[Start of section]

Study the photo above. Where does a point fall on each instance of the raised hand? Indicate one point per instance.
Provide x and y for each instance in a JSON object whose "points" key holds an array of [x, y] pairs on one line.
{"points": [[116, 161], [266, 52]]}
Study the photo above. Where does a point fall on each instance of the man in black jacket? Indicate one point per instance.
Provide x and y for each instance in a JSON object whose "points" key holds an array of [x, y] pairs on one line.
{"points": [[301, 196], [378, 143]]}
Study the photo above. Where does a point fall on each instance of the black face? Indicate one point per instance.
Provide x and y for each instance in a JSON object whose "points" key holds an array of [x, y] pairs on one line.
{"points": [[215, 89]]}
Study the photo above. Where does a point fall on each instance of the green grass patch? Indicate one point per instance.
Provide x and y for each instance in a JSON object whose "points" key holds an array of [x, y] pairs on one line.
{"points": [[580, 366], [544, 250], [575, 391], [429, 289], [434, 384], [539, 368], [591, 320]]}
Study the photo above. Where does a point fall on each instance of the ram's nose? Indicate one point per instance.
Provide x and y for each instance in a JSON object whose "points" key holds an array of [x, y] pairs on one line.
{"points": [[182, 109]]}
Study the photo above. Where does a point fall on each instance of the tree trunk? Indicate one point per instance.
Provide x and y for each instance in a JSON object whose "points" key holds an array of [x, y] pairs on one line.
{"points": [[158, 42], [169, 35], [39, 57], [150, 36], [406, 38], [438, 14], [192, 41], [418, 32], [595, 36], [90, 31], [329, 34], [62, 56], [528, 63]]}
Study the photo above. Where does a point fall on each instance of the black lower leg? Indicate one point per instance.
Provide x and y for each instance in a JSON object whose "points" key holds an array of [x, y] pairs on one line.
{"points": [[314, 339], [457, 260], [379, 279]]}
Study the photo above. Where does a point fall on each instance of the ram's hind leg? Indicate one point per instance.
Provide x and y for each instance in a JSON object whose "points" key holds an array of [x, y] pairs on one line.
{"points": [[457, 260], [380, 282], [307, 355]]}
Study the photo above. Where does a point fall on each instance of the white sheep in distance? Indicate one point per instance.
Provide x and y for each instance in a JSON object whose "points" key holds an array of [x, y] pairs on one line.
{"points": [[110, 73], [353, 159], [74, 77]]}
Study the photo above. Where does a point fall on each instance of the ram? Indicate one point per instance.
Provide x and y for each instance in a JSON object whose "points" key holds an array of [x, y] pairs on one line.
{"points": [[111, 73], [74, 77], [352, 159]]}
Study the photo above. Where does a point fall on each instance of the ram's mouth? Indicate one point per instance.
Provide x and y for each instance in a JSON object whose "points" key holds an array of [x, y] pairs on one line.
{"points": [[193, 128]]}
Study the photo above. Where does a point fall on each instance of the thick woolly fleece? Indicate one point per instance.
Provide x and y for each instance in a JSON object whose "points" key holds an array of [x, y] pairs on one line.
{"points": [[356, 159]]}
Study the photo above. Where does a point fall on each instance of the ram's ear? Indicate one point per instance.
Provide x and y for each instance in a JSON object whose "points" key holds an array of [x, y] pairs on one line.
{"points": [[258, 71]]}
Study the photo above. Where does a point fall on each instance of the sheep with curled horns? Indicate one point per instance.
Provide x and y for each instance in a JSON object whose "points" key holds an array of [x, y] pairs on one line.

[End of section]

## Task to carry out
Return every line above that contains the word "black".

## Response to the exercise
Study the photo above. Where does a point fall on each instance of the man in black jacket? Indicate one point per instance.
Study the photo above. Where does a point fall on each instance of the black face? Indicate one point per instance.
Study the photo above. Where does a point fall on each instance of the black lower leg? Indicate one point per instance.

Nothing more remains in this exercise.